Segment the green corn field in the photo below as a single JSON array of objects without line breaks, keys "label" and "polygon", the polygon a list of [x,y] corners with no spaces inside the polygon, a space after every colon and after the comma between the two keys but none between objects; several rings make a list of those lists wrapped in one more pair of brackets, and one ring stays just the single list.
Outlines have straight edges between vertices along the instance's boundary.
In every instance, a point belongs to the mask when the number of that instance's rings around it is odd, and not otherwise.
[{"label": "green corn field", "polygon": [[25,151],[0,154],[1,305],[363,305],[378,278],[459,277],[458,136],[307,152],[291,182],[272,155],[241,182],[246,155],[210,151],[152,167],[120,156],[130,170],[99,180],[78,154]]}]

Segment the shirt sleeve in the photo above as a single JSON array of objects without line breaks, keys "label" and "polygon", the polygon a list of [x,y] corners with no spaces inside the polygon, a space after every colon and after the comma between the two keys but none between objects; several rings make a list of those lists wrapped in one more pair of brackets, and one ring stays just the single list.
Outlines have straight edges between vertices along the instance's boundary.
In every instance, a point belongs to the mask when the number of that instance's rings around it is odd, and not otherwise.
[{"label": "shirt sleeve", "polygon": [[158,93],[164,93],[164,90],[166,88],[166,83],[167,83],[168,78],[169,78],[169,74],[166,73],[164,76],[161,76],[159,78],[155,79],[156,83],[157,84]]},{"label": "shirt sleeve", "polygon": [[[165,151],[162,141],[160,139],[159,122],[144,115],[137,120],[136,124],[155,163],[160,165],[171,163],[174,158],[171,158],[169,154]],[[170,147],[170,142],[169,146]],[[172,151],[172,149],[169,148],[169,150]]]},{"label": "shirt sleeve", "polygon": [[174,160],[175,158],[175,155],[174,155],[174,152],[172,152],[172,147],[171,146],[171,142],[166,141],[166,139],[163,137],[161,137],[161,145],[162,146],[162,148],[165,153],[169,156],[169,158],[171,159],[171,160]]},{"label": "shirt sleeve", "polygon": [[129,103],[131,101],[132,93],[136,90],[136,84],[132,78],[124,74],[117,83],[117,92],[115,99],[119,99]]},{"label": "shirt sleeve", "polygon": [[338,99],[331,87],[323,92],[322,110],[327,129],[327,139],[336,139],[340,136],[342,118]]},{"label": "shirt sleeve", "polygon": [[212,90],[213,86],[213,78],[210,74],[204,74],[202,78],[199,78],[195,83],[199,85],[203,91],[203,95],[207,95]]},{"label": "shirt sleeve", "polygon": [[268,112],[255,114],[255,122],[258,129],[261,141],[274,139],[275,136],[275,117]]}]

# EXERCISE AIM:
Each line of the material must be restated exactly.

# WRITTEN SOLUTION:
Segment the green corn field in the photo below as a single JSON array of objects without line breaks, keys "label" and "polygon", the polygon a list of [x,y] corners with no spaces inside the polygon, a space after every colon and after the comma between the two keys but none between objects; several rings make a list of those lists wrapped in one more pair of brackets, and one ring stays just the single list.
Outlines have straight edges between vertices along the instance's boundary.
In every instance, a point belongs to the mask when the number of that instance's rings around it is odd, and not otherwise.
[{"label": "green corn field", "polygon": [[25,151],[0,154],[1,305],[363,305],[378,278],[459,277],[458,136],[307,152],[291,182],[272,155],[241,182],[246,155],[210,151],[152,167],[120,156],[130,170],[99,180],[78,154]]}]

Segment the shirt sleeve in the photo above as a single JSON array of objects without line breaks, keys "label" and "polygon", the polygon a list of [x,y] corners with no spaces inside the polygon, a space after every colon and after the comma between the two keys but none between objects; several rings make a list of those lists wrapped in one more pair of brackets, and one ring stays just the single list.
Outlines have straight edges between vertices along the instance's boundary.
In every instance, a point belongs to the mask when the number of that instance's rings around it is odd, and not otherwise.
[{"label": "shirt sleeve", "polygon": [[158,93],[164,93],[164,90],[166,88],[166,83],[167,83],[168,78],[169,78],[169,74],[166,73],[164,76],[161,76],[159,78],[155,79],[156,83],[157,84]]},{"label": "shirt sleeve", "polygon": [[[165,151],[162,141],[160,139],[159,122],[144,115],[137,120],[136,124],[155,163],[160,165],[171,163],[174,158],[171,158],[169,154]],[[170,147],[170,142],[169,146]],[[172,151],[172,149],[169,148],[169,150]]]},{"label": "shirt sleeve", "polygon": [[174,160],[175,158],[175,155],[174,155],[174,152],[172,152],[172,147],[171,146],[171,142],[166,141],[166,139],[163,137],[161,137],[161,145],[162,146],[162,148],[165,153],[169,156],[169,158],[171,159],[171,160]]},{"label": "shirt sleeve", "polygon": [[129,103],[131,101],[132,93],[136,90],[136,84],[132,78],[124,74],[117,83],[117,92],[115,99],[119,99]]},{"label": "shirt sleeve", "polygon": [[338,99],[331,87],[323,92],[322,110],[327,129],[327,139],[336,139],[340,136],[342,118]]},{"label": "shirt sleeve", "polygon": [[212,90],[213,86],[213,78],[210,74],[204,74],[202,78],[199,78],[195,83],[199,85],[203,91],[203,95],[207,95]]},{"label": "shirt sleeve", "polygon": [[268,112],[255,114],[255,122],[258,129],[261,141],[274,139],[275,136],[275,117]]}]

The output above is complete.